## INSTRUCTIONS TO FOLLOW
Produce a verbatim copy of the entries listed below.

········

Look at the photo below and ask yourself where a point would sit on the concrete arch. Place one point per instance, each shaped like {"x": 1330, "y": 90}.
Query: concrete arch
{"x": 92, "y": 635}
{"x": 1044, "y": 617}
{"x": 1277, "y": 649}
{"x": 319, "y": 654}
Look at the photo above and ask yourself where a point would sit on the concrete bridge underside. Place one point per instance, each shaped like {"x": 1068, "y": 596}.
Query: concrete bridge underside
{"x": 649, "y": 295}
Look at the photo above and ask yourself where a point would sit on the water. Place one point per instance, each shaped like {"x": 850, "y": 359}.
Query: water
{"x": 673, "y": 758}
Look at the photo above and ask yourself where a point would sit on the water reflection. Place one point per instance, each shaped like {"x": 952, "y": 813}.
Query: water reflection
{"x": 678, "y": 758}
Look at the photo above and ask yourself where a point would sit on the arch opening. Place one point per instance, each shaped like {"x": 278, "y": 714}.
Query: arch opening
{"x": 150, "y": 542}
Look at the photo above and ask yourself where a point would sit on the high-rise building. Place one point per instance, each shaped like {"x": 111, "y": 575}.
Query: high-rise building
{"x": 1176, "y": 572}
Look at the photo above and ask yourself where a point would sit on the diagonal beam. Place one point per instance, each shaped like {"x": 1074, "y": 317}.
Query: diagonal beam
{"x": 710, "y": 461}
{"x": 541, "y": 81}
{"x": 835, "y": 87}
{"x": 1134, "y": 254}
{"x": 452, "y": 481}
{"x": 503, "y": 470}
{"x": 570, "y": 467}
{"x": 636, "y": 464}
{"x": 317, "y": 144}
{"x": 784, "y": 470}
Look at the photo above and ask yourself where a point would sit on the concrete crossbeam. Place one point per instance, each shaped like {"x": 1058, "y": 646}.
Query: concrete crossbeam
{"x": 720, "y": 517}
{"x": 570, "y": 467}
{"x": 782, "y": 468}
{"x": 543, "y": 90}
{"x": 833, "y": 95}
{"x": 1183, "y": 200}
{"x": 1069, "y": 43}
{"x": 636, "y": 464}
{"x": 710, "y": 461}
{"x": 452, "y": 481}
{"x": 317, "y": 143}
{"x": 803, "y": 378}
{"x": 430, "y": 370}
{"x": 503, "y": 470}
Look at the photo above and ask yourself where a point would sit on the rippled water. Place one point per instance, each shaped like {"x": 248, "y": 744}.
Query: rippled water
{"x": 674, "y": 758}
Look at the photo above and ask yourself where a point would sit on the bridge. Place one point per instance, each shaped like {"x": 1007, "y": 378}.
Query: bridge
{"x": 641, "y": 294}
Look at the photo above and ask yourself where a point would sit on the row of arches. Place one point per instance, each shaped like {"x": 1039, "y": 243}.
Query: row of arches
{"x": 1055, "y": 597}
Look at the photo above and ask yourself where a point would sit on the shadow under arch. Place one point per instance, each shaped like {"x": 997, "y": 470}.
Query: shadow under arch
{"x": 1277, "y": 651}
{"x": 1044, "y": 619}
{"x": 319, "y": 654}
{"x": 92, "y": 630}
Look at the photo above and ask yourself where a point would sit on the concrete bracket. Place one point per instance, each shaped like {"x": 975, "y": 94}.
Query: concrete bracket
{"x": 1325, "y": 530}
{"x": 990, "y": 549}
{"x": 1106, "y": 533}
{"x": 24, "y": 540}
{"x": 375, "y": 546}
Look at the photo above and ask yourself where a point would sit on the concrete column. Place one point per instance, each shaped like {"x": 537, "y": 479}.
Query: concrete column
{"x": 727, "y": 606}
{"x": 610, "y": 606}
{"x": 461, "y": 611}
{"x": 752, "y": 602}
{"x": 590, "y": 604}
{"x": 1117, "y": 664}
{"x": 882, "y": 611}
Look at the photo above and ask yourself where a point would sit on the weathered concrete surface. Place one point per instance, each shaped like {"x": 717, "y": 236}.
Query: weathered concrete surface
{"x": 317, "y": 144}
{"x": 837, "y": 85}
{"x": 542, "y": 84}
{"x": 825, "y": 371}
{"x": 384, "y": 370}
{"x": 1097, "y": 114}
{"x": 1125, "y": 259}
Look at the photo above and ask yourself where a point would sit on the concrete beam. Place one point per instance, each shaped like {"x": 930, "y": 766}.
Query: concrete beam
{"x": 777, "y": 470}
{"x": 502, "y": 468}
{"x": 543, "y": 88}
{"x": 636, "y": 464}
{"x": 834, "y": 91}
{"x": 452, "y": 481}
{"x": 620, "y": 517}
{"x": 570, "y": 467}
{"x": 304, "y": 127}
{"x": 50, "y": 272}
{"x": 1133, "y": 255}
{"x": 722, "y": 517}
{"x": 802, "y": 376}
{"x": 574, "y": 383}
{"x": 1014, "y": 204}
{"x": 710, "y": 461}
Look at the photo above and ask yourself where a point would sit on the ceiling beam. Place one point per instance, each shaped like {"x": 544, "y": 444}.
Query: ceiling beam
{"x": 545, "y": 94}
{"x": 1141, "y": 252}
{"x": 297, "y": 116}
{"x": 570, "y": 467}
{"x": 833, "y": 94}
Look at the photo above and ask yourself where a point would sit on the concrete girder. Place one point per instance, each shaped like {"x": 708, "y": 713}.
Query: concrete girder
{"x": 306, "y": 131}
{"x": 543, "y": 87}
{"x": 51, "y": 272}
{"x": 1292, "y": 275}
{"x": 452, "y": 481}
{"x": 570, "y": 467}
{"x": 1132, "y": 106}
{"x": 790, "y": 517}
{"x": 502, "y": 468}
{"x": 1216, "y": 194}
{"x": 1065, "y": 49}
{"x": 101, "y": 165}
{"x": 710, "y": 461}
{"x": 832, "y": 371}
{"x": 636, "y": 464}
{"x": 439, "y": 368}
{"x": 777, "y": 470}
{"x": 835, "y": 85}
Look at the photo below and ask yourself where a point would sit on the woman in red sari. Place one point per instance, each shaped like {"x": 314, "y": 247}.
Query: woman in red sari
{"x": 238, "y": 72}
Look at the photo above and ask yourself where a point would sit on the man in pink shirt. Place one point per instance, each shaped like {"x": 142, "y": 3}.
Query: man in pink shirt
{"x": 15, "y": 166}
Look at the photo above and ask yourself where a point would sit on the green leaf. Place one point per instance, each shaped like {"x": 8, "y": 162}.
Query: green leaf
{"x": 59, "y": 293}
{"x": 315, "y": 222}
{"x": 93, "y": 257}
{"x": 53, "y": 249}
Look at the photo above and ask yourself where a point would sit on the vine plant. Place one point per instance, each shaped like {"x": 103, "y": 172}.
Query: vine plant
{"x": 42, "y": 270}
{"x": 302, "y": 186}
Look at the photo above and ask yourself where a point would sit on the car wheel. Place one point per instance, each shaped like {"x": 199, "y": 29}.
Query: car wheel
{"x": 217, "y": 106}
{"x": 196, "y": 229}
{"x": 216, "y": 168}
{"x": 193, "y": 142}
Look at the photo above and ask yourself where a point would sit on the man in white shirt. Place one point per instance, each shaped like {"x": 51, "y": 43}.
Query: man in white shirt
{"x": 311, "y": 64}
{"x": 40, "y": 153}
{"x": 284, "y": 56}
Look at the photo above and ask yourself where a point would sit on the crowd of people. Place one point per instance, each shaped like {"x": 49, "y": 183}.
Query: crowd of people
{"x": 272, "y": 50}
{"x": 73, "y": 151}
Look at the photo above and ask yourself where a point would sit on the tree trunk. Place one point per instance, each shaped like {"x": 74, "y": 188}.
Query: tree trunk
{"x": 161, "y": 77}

········

## CORRECT RESULT
Look at the photo below and ask yourself where a point would sit on the concrete arch. Place one point per instance, each shaped like {"x": 1330, "y": 90}.
Query: concrete arch
{"x": 92, "y": 635}
{"x": 1044, "y": 617}
{"x": 1277, "y": 649}
{"x": 319, "y": 654}
Look at the photo above and ask yourself where a point would sit on the concrete bridge underside. Place one point per instance, each shaped like {"x": 1068, "y": 596}.
Query: concrete bridge underside
{"x": 649, "y": 295}
Look at the photo above and ask yourself where a point would sit on the water. Place one point per instance, each shaped like {"x": 850, "y": 359}.
Query: water
{"x": 673, "y": 758}
Look at the photo above and ask yourself where a point would sit on the water reflection. Place one point per instance, each shaped like {"x": 952, "y": 813}.
Query: water reflection
{"x": 678, "y": 758}
Look at the photo above and ask yourself where a point would sit on the arch opening. Place one point per instance, each shaped like {"x": 278, "y": 714}.
Query: arch opening
{"x": 150, "y": 542}
Look at the photo above and ask yourself where a point would sit on the high-rise building. Place one point per instance, each shaped like {"x": 111, "y": 575}.
Query: high-rise building
{"x": 1176, "y": 572}
Look at the photo above and ask yourself where a point would sit on the diagonal beam. Place one point per instance, each shaped like {"x": 1074, "y": 317}.
Query: diagonal beam
{"x": 710, "y": 461}
{"x": 541, "y": 81}
{"x": 835, "y": 87}
{"x": 1134, "y": 254}
{"x": 452, "y": 481}
{"x": 503, "y": 470}
{"x": 570, "y": 467}
{"x": 636, "y": 464}
{"x": 317, "y": 144}
{"x": 784, "y": 470}
Look at the photo above and ask yourself where a point would sit on the concrete crossbeam. Place one point per instance, each shaped like {"x": 1058, "y": 646}.
Query: concrete crossbeam
{"x": 720, "y": 517}
{"x": 570, "y": 467}
{"x": 782, "y": 468}
{"x": 543, "y": 90}
{"x": 833, "y": 95}
{"x": 1183, "y": 200}
{"x": 1069, "y": 43}
{"x": 636, "y": 464}
{"x": 710, "y": 461}
{"x": 452, "y": 481}
{"x": 317, "y": 143}
{"x": 803, "y": 378}
{"x": 430, "y": 370}
{"x": 503, "y": 470}
Look at the photo above and ask yourself where a point would sit on the rippled water. Place one point per instance, each shaped like {"x": 248, "y": 744}.
Query: rippled water
{"x": 674, "y": 758}
Look at the photo above and ask yourself where a point would sit on the bridge. Place one point per instance, each shaped like {"x": 1007, "y": 378}.
Query: bridge
{"x": 641, "y": 294}
Look at the photo above and ask yourself where a point would sit on the row of arches. Place one point per instance, each shaped like {"x": 1039, "y": 243}.
Query: row of arches
{"x": 1055, "y": 597}
Look at the photo above and ask yourself where a point would sit on the shadow under arch. Place one point per instance, each shaped like {"x": 997, "y": 470}.
Query: shadow under arch
{"x": 1277, "y": 651}
{"x": 1044, "y": 619}
{"x": 319, "y": 654}
{"x": 92, "y": 630}
Look at the photo above and ask yourself where a point would sit on the concrete bracket. Place one point per instance, each shaped like {"x": 975, "y": 94}.
Query: concrete bracket
{"x": 1325, "y": 530}
{"x": 990, "y": 549}
{"x": 1106, "y": 533}
{"x": 24, "y": 540}
{"x": 375, "y": 546}
Look at the photo above and ask yourself where a point would sit on the concrete column. Place one point per instance, each shaped like {"x": 537, "y": 479}.
Query: concrete column
{"x": 727, "y": 606}
{"x": 610, "y": 606}
{"x": 461, "y": 611}
{"x": 752, "y": 602}
{"x": 590, "y": 604}
{"x": 1117, "y": 664}
{"x": 882, "y": 611}
Look at the photo above and ask yourself where a point would sit on the weathered concrete surface. Place one point per instance, each shaped like {"x": 717, "y": 236}.
Query: weathered concrete surface
{"x": 317, "y": 144}
{"x": 837, "y": 85}
{"x": 542, "y": 84}
{"x": 825, "y": 371}
{"x": 384, "y": 370}
{"x": 1097, "y": 114}
{"x": 1125, "y": 259}
Look at the photo above and ask yourself where a point would sit on the concrete beam. Place one point per instance, each shaped like {"x": 930, "y": 766}.
Query: concrete beam
{"x": 777, "y": 470}
{"x": 502, "y": 468}
{"x": 543, "y": 88}
{"x": 636, "y": 464}
{"x": 834, "y": 91}
{"x": 452, "y": 481}
{"x": 620, "y": 517}
{"x": 570, "y": 467}
{"x": 304, "y": 127}
{"x": 50, "y": 272}
{"x": 1133, "y": 255}
{"x": 722, "y": 517}
{"x": 802, "y": 376}
{"x": 574, "y": 383}
{"x": 1014, "y": 204}
{"x": 710, "y": 461}
Look at the photo above and ask yourself where a point would sit on the ceiling beam. Place one point per instance, each shaped like {"x": 544, "y": 444}.
Query: ceiling beam
{"x": 545, "y": 94}
{"x": 1141, "y": 252}
{"x": 297, "y": 116}
{"x": 570, "y": 467}
{"x": 833, "y": 94}
Look at the photo above and ask yourself where a point would sit on the concrete girder. Place one point per instance, each shaped like {"x": 708, "y": 713}.
Query: concrete girder
{"x": 306, "y": 131}
{"x": 543, "y": 87}
{"x": 51, "y": 272}
{"x": 1292, "y": 275}
{"x": 452, "y": 481}
{"x": 570, "y": 467}
{"x": 1132, "y": 106}
{"x": 790, "y": 517}
{"x": 502, "y": 468}
{"x": 1216, "y": 194}
{"x": 1065, "y": 49}
{"x": 101, "y": 165}
{"x": 710, "y": 461}
{"x": 832, "y": 371}
{"x": 636, "y": 464}
{"x": 439, "y": 368}
{"x": 777, "y": 470}
{"x": 835, "y": 85}
Look at the photo below and ask yourself where a point would sit on the woman in red sari. Place one point per instance, each shaped like {"x": 314, "y": 247}.
Query: woman in red sari
{"x": 238, "y": 72}
Look at the photo above and ask yourself where a point would sit on the man in pink shirt. Place one point per instance, each shaped like {"x": 142, "y": 3}.
Query: man in pink shirt
{"x": 15, "y": 166}
Look at the photo above and ask yourself where a point would sit on the green leaf. Place one point per instance, each shaped like {"x": 8, "y": 162}.
Query: green leaf
{"x": 59, "y": 293}
{"x": 315, "y": 222}
{"x": 93, "y": 257}
{"x": 53, "y": 249}
Look at the photo above and ask yourself where a point would sit on the vine plant. Place one point per instance, each shaped like {"x": 103, "y": 172}.
Query: vine plant
{"x": 42, "y": 270}
{"x": 302, "y": 186}
Look at the photo above and ask yourself where a point would sit on the car wheel. Place one point per instance, each shaped like {"x": 199, "y": 29}.
Query: car wheel
{"x": 217, "y": 106}
{"x": 196, "y": 229}
{"x": 216, "y": 168}
{"x": 193, "y": 142}
Look at the photo above and ask yourself where a point would sit on the man in white shirt. Place one point per instance, each shaped like {"x": 51, "y": 43}.
Query: man in white shirt
{"x": 311, "y": 64}
{"x": 40, "y": 153}
{"x": 284, "y": 56}
Look at the photo above and ask yourself where a point would sit on the crowd of people. Place one point per instance, each shaped like {"x": 49, "y": 183}.
Query: crowd of people
{"x": 272, "y": 50}
{"x": 73, "y": 151}
Look at the photo above and ask yourself where a point would sit on the tree trunk. Place one point per instance, each shaped like {"x": 74, "y": 188}.
Query: tree trunk
{"x": 161, "y": 77}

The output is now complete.